> _SOURCE_
The vehicle in the incident was described as a gold or beige sedan similar to a Toyota Corolla, and the driver as an elderly white man with gray hair.

Smith was identified as a suspect in the incident Saturday morning after another bicyclist, Sonoma County resident Rosa Zoia, came forward regarding an incident that occurred in October of 2011.

Zoia told police that while riding her bicycle on Pythian Road in Oakmont, she was yelled at by an older white male adult in a vehicle similar to the vehicle description in the recent incident, Fraga said.

The driver said something to the effect that Zoia was too young to be in Oakmont, and continued to yell and rage when she tried to engage him in a conversation.

The man was forced to drive away when another vehicle came up behind him at a four-way stop. Zoia contacted the police, but no crime had occurred at the time.

This morning, however, she was able to give police the license plate number of that driver, and detectives tracked it to Smith.

The victim in the recent incident identified Smith as the assailant in a lineup, and detectives obtained a warrant for Smith's home on Valley Oaks Drive.

Smith's gold 1997 Toyota Avalon sedan was later found to have damage to the passenger side mirror as well as debris from driving on the golf course stuck to its undercarriage, Fraga said.

> _RECORDS SUPPLIED_

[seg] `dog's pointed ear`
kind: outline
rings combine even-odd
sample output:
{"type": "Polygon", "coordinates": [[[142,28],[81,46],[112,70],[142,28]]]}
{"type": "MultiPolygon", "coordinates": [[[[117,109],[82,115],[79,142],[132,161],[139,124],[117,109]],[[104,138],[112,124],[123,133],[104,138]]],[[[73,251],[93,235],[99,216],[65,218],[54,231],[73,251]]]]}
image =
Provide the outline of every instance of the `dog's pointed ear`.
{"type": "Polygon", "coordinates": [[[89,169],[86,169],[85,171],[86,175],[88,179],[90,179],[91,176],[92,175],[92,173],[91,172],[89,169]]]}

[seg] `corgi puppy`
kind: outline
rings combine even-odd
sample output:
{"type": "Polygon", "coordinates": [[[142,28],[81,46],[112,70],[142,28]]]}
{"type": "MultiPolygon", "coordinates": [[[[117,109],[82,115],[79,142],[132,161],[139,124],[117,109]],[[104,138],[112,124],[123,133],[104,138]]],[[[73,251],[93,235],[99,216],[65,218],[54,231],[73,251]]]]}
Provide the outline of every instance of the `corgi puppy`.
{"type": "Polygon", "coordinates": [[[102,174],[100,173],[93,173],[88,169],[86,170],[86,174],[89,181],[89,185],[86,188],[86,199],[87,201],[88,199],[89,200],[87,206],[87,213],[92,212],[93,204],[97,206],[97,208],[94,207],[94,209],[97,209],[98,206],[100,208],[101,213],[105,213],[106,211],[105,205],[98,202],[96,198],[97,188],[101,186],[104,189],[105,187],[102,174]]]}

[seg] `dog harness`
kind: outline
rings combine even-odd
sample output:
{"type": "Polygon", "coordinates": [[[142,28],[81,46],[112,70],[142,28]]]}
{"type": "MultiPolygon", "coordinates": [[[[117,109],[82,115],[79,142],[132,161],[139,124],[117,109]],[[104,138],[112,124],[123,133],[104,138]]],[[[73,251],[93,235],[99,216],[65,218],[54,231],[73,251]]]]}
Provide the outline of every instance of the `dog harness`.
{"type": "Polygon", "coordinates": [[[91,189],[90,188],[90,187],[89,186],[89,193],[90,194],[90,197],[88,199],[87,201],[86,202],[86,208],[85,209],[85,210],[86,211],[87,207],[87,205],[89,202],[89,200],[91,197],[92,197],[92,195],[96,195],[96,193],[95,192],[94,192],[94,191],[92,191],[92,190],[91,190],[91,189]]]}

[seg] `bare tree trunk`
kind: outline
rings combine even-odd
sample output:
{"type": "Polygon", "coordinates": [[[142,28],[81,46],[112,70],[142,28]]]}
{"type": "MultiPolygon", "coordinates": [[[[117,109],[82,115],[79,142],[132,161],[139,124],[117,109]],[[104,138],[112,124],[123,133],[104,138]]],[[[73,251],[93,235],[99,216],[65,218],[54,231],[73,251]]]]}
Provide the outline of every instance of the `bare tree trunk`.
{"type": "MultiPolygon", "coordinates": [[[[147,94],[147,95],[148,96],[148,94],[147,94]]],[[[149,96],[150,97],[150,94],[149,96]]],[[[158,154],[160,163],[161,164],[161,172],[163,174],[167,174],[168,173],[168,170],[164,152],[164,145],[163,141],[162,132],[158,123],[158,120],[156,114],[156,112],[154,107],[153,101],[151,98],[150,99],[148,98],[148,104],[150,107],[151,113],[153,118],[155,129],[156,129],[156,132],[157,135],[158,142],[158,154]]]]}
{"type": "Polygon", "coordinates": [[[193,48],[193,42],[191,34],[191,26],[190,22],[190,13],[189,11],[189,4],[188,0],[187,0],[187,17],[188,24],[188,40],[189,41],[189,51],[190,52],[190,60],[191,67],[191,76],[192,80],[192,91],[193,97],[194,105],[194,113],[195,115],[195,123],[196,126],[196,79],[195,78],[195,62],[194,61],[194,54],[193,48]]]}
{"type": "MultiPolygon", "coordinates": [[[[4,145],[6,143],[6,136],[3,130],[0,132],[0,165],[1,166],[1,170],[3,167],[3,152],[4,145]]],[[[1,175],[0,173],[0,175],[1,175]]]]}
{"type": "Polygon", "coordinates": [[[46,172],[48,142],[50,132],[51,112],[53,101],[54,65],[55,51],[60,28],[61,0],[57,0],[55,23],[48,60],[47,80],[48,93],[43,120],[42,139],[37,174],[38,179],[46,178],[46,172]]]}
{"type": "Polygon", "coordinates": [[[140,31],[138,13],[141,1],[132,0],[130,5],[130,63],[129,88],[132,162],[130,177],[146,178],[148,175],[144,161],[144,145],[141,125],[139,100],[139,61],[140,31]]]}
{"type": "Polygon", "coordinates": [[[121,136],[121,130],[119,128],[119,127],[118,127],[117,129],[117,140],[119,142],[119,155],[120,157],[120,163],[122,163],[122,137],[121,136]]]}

> _WORK INSTRUCTIONS_
1. Translate this sentence from the article about the Oakmont bicyclist case into Spanish: "The man was forced to drive away when another vehicle came up behind him at a four-way stop."
2. Rewrite the article about the Oakmont bicyclist case between "The vehicle in" and "in a conversation.", inclusive, swapping in "coupe" wherever "sedan" appears.
3. Please keep writing the article about the Oakmont bicyclist case, picking up after its final sentence.

> _ANSWERS TO EACH TASK_
1. El hombre se vio obligado a alejarse en su vehículo cuando otro vehículo llegó detrás de él en una intersección con señal de alto en los cuatro sentidos.

2.
The vehicle in the incident was described as a gold or beige coupe similar to a Toyota Corolla, and the driver as an elderly white man with gray hair.

Smith was identified as a suspect in the incident Saturday morning after another bicyclist, Sonoma County resident Rosa Zoia, came forward regarding an incident that occurred in October of 2011.

Zoia told police that while riding her bicycle on Pythian Road in Oakmont, she was yelled at by an older white male adult in a vehicle similar to the vehicle description in the recent incident, Fraga said.

The driver said something to the effect that Zoia was too young to be in Oakmont, and continued to yell and rage when she tried to engage him in a conversation.

3.
Anyone with further information on this case is asked to call Santa Rosa police at (707) 543-3590.


----------



## Dr_John (Oct 11, 2005)

Wow...nice going Rosa!



> assault with a deadly weapon and battery causing serious bodily injury


 Perfect. Hope the jacka$$ spends the rest of his miserable life in the pokey.


----------



## Local Hero (Jul 8, 2010)

That old bugger is a menace.


----------



## johnny dollar (Jul 21, 2010)

You don't see peds kicking the walking stick out from under a senior because he's going too slow on the sidewalk.

That kook needs a bus pass. He clearly doesn't appreciate the privilege of a DL.


----------



## dmaciel (Oct 10, 2012)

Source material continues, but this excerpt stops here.